> **Brano di lettura**:
* * * * * * *

E l’ho visto con i miei occhi. Lì, proprio lì: in Косово и Метохија (Kosovo).
La mia professione di medico dell’Esercito Italiano mi aveva già condotto in quella regione quattro anni prima. Ero stato a Приштина (Priština), nel Comando NATO a cui era stato dato il nome di Film City perché allestito negli stabilimenti in cui, prima della guerra, si produceva il cinema jugoslavo.
In quel maggio 2004, invece, andai a prestare servizio nel Comando Multinazionale di Призрен (Prizren). A sud, nei pressi del confine con la Albania.
Da un paio di mesi la situazione era precipitata: tutte le cittadine del Kosovo erano teatro di combattimenti feroci. Tutti contro tutti, di casa in casa. Nulla era cambiato rispetto a quel che avevo visto anni prima. Nulla.
Quel pomeriggio raggiunsi la base italiana di Villaggio Italia, che era stata sistemata a Пећ (Peć), nel Nord Ovest della regione. Dove proteggevamo con le armi il monastero che dal 1316 era sede del Patriarcato della Chiesa ortodossa serba. Un luogo che racchiudeva ulteriori intrinsechi significati per me in quanto barese. Proveniente, quindi, dalla città di quel San Nicola così tanto acclamato e venerato nel mondo cristiano ortodosso.
Durante il tragitto transitammo attraverso il borgo di Belo Polje. Un villaggio di poche case, per lo più sparse attorno al cimitero.
E qui vidi. Con i miei occhi. Quel che mai avrei immaginato di vedere.
La chiesa posta all’ingresso del campo di sepoltura era completamente distrutta. Era stata data alle fiamme, di cui si udiva ancora lo scoppiettare residuo sotto i cumuli di legno delle travi crollate dal soffitto.
Nel terreno circostante quei ruderi ogni lapide di ogni tomba era stata divelta, spezzata, frantumata. Alcune di esse erano state sporcate con scritte di vernice rossa inneggianti all’UÇK (Ushtria Çlirimtare e Kosovës), l’Esercito di Liberazione del Kosovo. Ogni tomba era stata letteralmente stuprata.
Dovunque prima c’era stata una sepoltura, ai nostri occhi si mostravano voragini che apparivano come altrettanti inquietanti ingressi all’Ade.
Con raccapriccio, intravidi correre via un cane che portava nelle fauci uno scarnificato avambraccio umano, depredato da chissà quale sepolcro. Frenai a stento i conati.
Non so perché il mio sguardo si soffermò su quella tomba in particolare. Non so perché decisi di calarmici dentro. Intuizione ? Premonizione ? Non so. Ancora oggi, dopo diciassette anni non so spiegare perché ebbi la percezione che qualcosa (o qualcuno) mi richiamasse dal suo interno.

* * * * * * *

> **Consegna**:
Secondo il brano, in quale località era stata sistemata la base italiana di Villaggio Italia?

> **Voci fornite**:
* * * * * * *

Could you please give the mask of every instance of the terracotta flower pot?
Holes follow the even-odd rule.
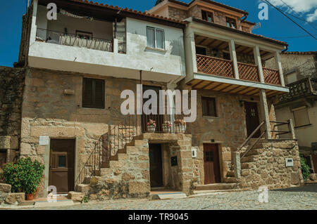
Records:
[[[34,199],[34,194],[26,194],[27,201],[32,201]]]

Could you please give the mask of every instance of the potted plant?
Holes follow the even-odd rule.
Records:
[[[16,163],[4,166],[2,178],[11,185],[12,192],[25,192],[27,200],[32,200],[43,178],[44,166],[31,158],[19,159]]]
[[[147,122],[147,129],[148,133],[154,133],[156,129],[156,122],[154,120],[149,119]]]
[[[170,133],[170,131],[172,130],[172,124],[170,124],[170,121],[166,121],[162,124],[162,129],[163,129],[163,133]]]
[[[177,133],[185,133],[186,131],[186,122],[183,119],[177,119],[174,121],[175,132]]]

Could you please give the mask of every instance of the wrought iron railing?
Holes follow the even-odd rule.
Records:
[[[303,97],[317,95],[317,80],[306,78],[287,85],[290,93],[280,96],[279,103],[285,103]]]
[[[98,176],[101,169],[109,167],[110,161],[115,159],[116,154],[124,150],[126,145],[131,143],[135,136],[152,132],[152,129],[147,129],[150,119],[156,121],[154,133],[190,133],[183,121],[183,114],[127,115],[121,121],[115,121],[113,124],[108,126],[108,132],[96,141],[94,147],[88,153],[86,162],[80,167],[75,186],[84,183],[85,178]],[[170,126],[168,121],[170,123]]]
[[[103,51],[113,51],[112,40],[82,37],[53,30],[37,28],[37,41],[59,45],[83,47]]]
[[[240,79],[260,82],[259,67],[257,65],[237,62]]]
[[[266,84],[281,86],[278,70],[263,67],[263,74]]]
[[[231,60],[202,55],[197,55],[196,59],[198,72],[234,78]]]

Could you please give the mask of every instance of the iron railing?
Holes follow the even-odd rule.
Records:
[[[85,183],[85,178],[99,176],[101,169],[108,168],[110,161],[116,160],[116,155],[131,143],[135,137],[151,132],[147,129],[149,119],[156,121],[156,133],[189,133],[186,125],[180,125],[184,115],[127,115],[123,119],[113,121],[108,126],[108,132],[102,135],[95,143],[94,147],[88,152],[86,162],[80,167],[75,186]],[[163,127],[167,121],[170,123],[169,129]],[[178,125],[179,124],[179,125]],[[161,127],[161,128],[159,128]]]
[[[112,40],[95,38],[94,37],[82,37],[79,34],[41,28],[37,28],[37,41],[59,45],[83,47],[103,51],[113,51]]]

* * * * * * *

> **Risposta**:
Era stata sistemata a Peć, nel Nord Ovest della regione.